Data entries
====

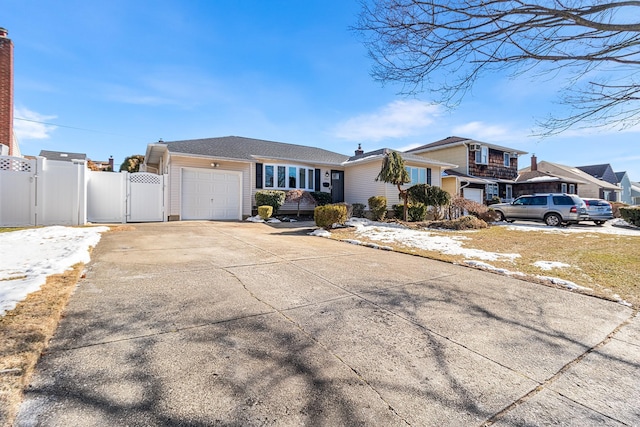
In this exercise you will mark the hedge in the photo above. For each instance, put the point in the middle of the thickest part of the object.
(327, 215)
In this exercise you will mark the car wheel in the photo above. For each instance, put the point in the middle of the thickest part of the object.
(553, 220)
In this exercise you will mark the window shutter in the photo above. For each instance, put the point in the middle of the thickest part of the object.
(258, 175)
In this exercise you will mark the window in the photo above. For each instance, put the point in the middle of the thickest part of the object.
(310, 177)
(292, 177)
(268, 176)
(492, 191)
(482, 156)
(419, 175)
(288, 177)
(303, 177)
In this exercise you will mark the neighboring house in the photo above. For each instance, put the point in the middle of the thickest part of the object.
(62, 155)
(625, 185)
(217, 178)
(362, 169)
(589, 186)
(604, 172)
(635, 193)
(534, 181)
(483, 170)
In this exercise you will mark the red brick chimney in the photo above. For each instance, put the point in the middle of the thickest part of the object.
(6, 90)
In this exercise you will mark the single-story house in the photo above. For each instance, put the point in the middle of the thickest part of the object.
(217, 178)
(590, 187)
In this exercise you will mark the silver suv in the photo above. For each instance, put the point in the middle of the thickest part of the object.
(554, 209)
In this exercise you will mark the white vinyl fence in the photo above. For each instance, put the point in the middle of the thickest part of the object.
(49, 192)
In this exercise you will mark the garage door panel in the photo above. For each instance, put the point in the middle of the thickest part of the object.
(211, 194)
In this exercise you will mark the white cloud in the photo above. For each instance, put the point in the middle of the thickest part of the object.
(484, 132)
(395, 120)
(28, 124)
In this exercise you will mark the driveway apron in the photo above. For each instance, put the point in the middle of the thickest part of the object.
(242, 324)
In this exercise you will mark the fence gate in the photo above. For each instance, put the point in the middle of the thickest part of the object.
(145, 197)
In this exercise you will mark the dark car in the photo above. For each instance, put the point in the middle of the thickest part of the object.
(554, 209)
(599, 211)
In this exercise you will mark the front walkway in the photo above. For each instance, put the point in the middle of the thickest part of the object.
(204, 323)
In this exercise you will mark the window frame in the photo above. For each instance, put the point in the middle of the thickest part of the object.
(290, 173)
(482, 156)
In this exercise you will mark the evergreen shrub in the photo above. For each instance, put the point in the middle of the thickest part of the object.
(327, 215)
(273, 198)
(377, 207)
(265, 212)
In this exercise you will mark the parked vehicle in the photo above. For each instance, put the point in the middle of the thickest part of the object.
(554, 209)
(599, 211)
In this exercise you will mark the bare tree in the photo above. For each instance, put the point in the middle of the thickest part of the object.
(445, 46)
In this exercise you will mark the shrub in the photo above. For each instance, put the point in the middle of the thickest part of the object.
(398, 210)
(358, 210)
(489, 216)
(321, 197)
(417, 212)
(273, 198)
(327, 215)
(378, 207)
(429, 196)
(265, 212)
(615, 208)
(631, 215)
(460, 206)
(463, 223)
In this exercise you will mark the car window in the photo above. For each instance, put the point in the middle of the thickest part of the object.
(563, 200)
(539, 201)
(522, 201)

====

BRIEF:
Make a word-for-word copy of the entries, without any pictures.

WRITTEN REPLY:
In this exercise you will mark the hedge in the photo above. For each instance, put the point in the middle of the thickest part of the object.
(327, 215)
In this exercise you will mark the car wheel in the photo above. For each instance, put the point in the middle of the thickest part of the object.
(553, 220)
In this exercise you will mark the window shutter in the photo above. For each instance, put the point in the middle of the thickest part of the object.
(258, 175)
In this exercise you will mark the window in the photo above. For each instance, put the point in the middle of the thickest part of the object.
(310, 177)
(292, 177)
(268, 176)
(492, 191)
(482, 156)
(419, 175)
(288, 177)
(303, 177)
In this exercise you will mark the neighboring house in the photo above. For each instance, put the point in the middle of the thickest part of the object.
(62, 155)
(625, 185)
(217, 178)
(362, 169)
(589, 186)
(604, 172)
(635, 193)
(534, 181)
(483, 170)
In this exercise you will mark the red brick chimney in the photo above. For each instance, put the point in the middle of the thickest part of the object.
(6, 90)
In this exercise you will mark the single-story house in the photo above. For each instance, put the point in the middle of the thickest part of the object.
(217, 178)
(590, 187)
In this exercise you will mark the silver suv in the photo above. For each instance, put the point in the middle of the thickest part of the object.
(554, 209)
In this exercise you will mark the white vinyl fence in the photo above. For each instance, put the point in the middle of the thickest part of the object.
(49, 192)
In this exercise you will mark the garage door panel in the photo above. For each instance, put the point in the middle of the thickest part of the object.
(211, 194)
In this exercise you will mark the white cloud in the photo above. For each instance, put the point in the middle of the thickest part of the object.
(484, 132)
(395, 120)
(28, 124)
In this exercise you will mark the driveway apron in the photo above. For each instance, put the point in the middle of the thickest part of the object.
(242, 324)
In this exercise you will mark the fence gate in the photo above. For each instance, put the point in the middle of the thickest part of the object.
(145, 197)
In this exercise you will mark the dark car in the photo above. For each instance, put the point in the middle of the thickest part of the object.
(554, 209)
(599, 211)
In this exercise you will mark the front walkway in the photo above. For each instance, put the point in the middle of the thickest part of the object.
(204, 323)
In this exercise you will mark the window frame in the photo above. For each instance, put the point in the middle of the thickest part of the object.
(290, 173)
(482, 156)
In this exercise you will mark the evergreen shrub in the photo above. For each instance, put the point in the middle of the thickest part of the object.
(327, 215)
(273, 198)
(377, 207)
(265, 212)
In this exercise you will mark the parked vehicle in the photo above. For each instance, put the point in the middle of the thickest part of the object.
(554, 209)
(599, 211)
In this exercise you will mark the bare tree in the photo above. For each instance, put the point in the middle of the thickest part of the object.
(445, 46)
In this exercise you will mark the shrub in the photo above. For each instance, put the point in the middle of the thickest part of the object.
(398, 210)
(358, 210)
(489, 216)
(321, 197)
(417, 212)
(273, 198)
(327, 215)
(378, 207)
(429, 196)
(265, 212)
(615, 208)
(631, 215)
(460, 206)
(463, 223)
In this exercise you will mark the car window in the photo above. For each instance, put the point in the middle of the thickest part of the object.
(563, 200)
(539, 201)
(522, 201)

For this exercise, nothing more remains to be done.